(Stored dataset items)

________________________

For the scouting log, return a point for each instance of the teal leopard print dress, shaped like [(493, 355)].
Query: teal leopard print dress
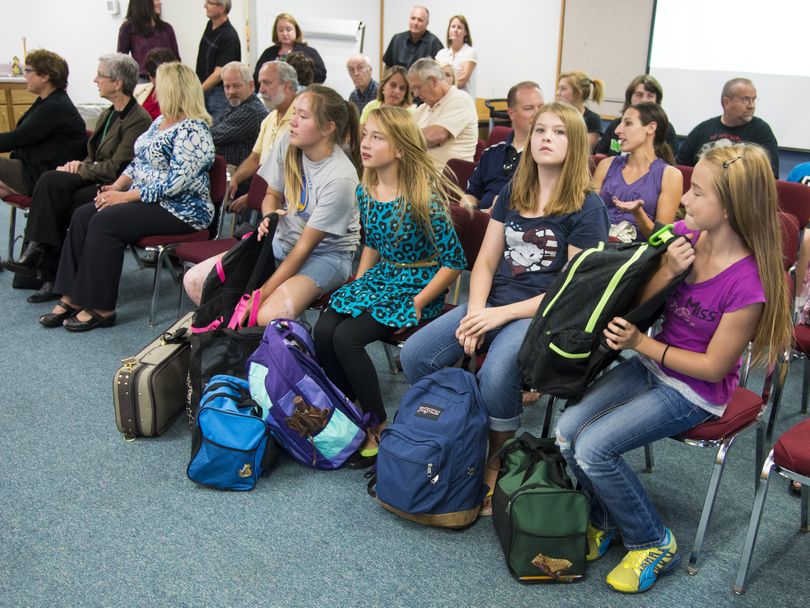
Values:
[(386, 290)]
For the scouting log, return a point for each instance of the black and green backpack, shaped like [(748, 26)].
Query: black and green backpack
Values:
[(564, 349), (541, 521)]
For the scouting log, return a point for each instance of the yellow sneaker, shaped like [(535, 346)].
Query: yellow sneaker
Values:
[(639, 570), (598, 542)]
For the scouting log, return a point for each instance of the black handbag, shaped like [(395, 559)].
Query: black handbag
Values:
[(220, 342)]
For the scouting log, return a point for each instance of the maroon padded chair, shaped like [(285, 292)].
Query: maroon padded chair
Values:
[(686, 171), (471, 226), (460, 171), (498, 134), (162, 244), (743, 412), (190, 254), (790, 457), (479, 150)]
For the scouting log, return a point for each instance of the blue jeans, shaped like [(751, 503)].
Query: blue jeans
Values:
[(435, 346), (625, 409)]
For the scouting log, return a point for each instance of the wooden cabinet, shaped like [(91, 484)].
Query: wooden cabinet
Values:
[(14, 101)]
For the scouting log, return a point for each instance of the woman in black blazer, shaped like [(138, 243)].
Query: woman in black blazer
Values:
[(58, 193), (49, 134)]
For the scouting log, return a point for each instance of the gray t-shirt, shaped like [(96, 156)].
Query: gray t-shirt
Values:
[(327, 200)]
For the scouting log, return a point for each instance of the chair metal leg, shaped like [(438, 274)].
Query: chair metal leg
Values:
[(389, 355), (12, 232), (779, 377), (746, 366), (549, 415), (760, 450), (156, 286), (708, 504), (753, 526)]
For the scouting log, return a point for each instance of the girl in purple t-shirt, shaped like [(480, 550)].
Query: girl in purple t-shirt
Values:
[(641, 187), (735, 293)]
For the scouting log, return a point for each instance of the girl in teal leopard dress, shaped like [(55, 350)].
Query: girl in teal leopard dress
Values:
[(410, 258)]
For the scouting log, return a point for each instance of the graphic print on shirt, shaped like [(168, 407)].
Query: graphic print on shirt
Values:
[(692, 311), (301, 209), (529, 251)]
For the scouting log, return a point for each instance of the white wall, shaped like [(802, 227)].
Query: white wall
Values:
[(515, 44), (81, 30), (514, 41)]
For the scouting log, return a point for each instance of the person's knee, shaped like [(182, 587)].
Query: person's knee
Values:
[(193, 282)]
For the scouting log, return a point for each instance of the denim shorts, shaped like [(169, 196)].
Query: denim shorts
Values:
[(328, 269)]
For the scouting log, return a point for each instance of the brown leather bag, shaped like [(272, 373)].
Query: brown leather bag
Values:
[(150, 388)]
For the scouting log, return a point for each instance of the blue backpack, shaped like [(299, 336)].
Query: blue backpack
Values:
[(231, 444), (430, 468), (312, 419)]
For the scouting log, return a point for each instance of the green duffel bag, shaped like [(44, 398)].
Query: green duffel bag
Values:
[(541, 521)]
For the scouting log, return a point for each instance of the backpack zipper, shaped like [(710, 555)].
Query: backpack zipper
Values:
[(571, 272), (611, 287)]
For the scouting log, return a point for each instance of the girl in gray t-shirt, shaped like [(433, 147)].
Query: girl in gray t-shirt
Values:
[(311, 183)]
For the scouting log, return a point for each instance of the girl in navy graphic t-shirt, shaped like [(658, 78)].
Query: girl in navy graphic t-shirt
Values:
[(545, 216)]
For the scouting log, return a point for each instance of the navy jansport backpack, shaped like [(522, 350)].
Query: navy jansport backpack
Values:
[(231, 444), (312, 419), (564, 350), (430, 468)]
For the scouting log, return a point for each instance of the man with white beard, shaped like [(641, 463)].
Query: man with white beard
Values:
[(239, 125), (278, 83)]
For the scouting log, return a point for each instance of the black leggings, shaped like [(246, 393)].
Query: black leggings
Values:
[(340, 342)]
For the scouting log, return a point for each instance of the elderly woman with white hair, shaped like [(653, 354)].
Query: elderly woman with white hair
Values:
[(58, 193), (164, 190)]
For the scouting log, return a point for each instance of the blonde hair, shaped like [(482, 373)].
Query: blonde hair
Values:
[(327, 106), (584, 87), (420, 183), (745, 185), (299, 35), (574, 182), (179, 93)]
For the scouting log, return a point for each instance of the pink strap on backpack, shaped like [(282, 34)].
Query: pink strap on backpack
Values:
[(252, 300)]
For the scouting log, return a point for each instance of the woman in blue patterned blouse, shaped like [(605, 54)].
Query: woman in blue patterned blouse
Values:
[(165, 190), (411, 256)]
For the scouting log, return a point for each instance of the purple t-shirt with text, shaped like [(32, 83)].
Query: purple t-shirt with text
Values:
[(693, 312)]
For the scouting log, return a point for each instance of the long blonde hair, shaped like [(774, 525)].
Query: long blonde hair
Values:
[(574, 182), (179, 93), (745, 185), (327, 106), (420, 183)]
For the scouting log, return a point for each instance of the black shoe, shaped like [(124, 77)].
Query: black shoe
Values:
[(45, 294), (358, 461), (55, 319), (95, 320)]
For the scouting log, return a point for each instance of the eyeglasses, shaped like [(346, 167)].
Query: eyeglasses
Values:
[(510, 160)]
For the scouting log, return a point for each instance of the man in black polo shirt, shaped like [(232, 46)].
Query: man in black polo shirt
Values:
[(219, 45), (416, 43)]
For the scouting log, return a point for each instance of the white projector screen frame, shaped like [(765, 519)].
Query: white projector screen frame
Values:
[(696, 46)]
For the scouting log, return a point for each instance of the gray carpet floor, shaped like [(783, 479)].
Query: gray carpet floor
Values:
[(87, 519)]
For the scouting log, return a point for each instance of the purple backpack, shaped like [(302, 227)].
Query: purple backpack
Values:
[(311, 418)]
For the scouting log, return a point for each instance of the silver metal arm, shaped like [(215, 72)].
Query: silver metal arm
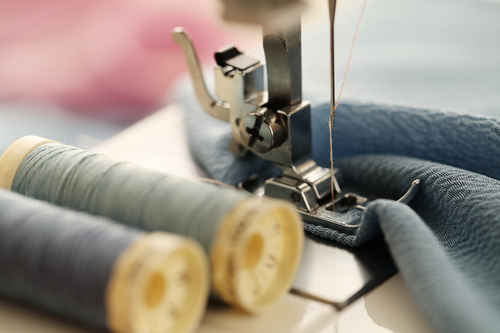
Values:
[(215, 108), (284, 65)]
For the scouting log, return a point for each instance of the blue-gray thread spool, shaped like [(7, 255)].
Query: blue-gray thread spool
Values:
[(78, 265), (254, 247)]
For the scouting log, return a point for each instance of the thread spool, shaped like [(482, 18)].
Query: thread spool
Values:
[(98, 272), (254, 246)]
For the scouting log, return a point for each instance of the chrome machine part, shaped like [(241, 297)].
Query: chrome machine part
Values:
[(275, 124)]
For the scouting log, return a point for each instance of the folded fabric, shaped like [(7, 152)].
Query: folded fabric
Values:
[(447, 245)]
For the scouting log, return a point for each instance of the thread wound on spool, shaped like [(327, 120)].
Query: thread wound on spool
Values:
[(12, 158), (68, 262), (256, 254), (160, 284), (150, 200)]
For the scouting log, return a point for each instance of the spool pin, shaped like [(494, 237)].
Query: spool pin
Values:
[(256, 252)]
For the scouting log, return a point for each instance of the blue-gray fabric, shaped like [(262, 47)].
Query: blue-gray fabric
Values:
[(447, 246)]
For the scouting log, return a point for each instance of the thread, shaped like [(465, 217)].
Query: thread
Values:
[(254, 246), (334, 105), (98, 272)]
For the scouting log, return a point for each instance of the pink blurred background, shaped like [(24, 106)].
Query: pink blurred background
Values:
[(112, 59)]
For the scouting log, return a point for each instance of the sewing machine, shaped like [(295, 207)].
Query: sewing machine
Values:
[(275, 124), (391, 299)]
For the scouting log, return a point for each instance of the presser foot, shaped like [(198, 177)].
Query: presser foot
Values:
[(313, 202)]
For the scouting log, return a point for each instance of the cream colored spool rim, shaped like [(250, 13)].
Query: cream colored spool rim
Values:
[(256, 254), (159, 284), (11, 159)]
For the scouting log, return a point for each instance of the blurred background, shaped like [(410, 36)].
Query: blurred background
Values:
[(79, 71)]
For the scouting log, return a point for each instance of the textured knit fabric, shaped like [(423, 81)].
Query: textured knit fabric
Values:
[(447, 243)]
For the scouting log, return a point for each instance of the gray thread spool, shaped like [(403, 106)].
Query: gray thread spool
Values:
[(254, 246), (85, 267)]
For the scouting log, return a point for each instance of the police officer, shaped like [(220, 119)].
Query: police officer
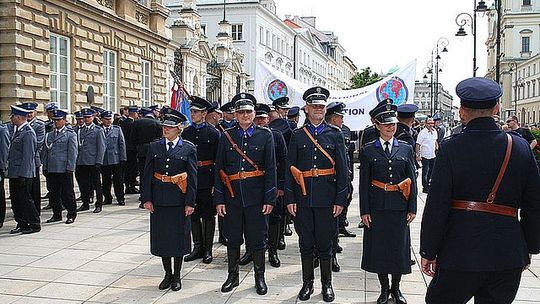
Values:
[(144, 131), (59, 160), (316, 188), (113, 160), (38, 126), (21, 172), (130, 168), (275, 231), (388, 203), (90, 159), (245, 189), (472, 241), (4, 153), (169, 186), (206, 139), (227, 122)]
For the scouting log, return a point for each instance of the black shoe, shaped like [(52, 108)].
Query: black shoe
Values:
[(167, 281), (345, 232), (335, 265), (30, 230), (176, 284), (398, 297), (54, 219), (383, 298), (245, 259), (16, 230), (83, 207)]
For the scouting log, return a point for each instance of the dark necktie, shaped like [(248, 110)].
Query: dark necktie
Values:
[(386, 148)]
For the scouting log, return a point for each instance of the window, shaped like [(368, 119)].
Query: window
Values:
[(109, 80), (525, 43), (237, 32), (145, 83), (59, 55)]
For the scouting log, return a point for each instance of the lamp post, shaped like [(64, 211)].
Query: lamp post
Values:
[(466, 19)]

________________________

* Task objective:
Copy the lines of the records above verbatim, beginning with the line that contains "like [(96, 156)]." and ending with the line that contains "[(327, 200)]", both included.

* Answer to the task:
For the scouting log, return a point for each instance of the gray t-shirt, shaped like [(96, 156)].
Query: gray t-shirt
Values:
[(327, 200)]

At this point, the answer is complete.